Фрагмент документа:
В споре о его искусстве, при всей его забавности, проговариваются необычайно важные для самого Бабеля вещи. «— Он произвел вас при жизни в святые! — воскликнул викарий дубенский и ново-константиновский, отвечая толпе, защищавшей Аполека. — Он окружил вас неизреченными принадлежностями святыни, вас, трижды впадавших в грех ослушания, тайных винокуров, безжалостных заимодавцев, делателей фальшивых весов и продавцов невинности собственных дочерей!
— Ваше священство, — сказал тогда викарию колченогий Витольд, скупщик краденого и кладбищенский сторож, — в чем видит правду всемилостивейший пан Бог, кто скажет об этом темному народу? И не больше ли истины в картинах пана Аполека, угодившего нашей гордости, чем в ваших словах, полных хулы и барского гнева?»

[Записи из набора данных]
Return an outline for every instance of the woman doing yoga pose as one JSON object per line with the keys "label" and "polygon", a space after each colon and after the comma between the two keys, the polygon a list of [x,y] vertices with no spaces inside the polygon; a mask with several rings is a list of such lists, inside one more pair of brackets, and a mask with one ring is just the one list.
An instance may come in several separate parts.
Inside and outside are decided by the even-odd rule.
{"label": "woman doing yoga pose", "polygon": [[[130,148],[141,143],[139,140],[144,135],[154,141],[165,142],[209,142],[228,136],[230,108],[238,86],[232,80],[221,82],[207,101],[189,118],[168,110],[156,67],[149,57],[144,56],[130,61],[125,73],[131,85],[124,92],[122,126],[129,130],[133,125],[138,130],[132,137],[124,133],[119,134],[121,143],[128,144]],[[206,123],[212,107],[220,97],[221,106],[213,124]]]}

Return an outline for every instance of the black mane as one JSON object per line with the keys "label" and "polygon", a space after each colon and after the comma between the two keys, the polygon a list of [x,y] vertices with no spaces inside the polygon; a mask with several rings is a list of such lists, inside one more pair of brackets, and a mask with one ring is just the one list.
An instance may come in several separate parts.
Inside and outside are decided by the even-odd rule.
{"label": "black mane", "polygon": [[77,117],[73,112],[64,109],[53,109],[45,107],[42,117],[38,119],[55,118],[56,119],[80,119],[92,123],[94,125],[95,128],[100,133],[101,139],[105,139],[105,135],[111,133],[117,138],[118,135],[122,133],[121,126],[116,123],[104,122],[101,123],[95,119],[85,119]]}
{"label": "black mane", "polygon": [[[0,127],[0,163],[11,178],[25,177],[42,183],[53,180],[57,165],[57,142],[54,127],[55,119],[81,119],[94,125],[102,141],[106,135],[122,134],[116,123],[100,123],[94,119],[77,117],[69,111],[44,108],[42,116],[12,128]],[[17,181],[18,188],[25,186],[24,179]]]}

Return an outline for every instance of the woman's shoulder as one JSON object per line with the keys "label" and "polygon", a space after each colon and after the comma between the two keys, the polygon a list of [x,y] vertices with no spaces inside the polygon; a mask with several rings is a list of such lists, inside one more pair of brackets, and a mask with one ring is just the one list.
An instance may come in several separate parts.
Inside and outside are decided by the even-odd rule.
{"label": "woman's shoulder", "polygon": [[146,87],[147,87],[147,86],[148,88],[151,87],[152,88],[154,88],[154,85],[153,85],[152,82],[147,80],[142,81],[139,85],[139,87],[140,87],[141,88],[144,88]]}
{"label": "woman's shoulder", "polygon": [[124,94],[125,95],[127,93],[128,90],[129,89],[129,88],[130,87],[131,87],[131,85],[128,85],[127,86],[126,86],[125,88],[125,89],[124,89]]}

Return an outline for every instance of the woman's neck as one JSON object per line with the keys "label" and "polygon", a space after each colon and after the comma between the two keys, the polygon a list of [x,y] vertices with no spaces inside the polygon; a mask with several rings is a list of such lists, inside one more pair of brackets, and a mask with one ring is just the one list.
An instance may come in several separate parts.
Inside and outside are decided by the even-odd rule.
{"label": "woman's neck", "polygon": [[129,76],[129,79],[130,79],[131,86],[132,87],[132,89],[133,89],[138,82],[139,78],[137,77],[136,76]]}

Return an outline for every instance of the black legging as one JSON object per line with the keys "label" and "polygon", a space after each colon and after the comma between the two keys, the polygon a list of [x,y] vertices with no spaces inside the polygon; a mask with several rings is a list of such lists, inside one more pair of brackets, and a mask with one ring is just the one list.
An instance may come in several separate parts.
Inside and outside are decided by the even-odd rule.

Условие задачи:
Продолжите фрагмент о споре вокруг искусства Аполека, начав сразу после его последнего предложения. Записи — самостоятельный материал, с текстом они не связаны.

Результат выполнения:
Вопрос скупщика краденого риторичен. Ясно, где истина в этом диалоге о живописи и морали. Аполек, кажется, единственный апостол в несущемся куда-то кровавом потоке жизни. Недаром, помимо «наивных и живописных» портретов-икон, повествователь дарит ему (уже в новелле «У святого Валента») картину с проблеском гениальности. «В это мгновение у алтаря заколебалась бархатная завеса и, трепеща, отползла в сторону. В глубине открывшейся ниши, на фоне неба, изборожденного тучами, бежала бородатая фигурка в оранжевом кунтуше — босая, с разодранным и кровоточащим ртом. Хриплый вой разорвал тогда наш слух. Человека в оранжевом кунтуше преследовала ненависть и настигала погоня. Он выгнул руку, чтобы отвести занесенный удар, из руки пурпурным током вылилась кровь… Фигура в нише была всего только Иисус Христос — самое необыкновенное изображение Бога из всех виденных мною в жизни».
Икона Аполека — это Спаситель, спасающийся от мира, в котором уже ничего нельзя изменить. Искусство бродячего художника — не католическое (хотя икона висит в костеле), точно так же как Интернационал Гедали — не иудаизм. Это просто христианство, евангелие улицы — Сократа, Сковороды, еще никому не известного проповедника из Иудеи.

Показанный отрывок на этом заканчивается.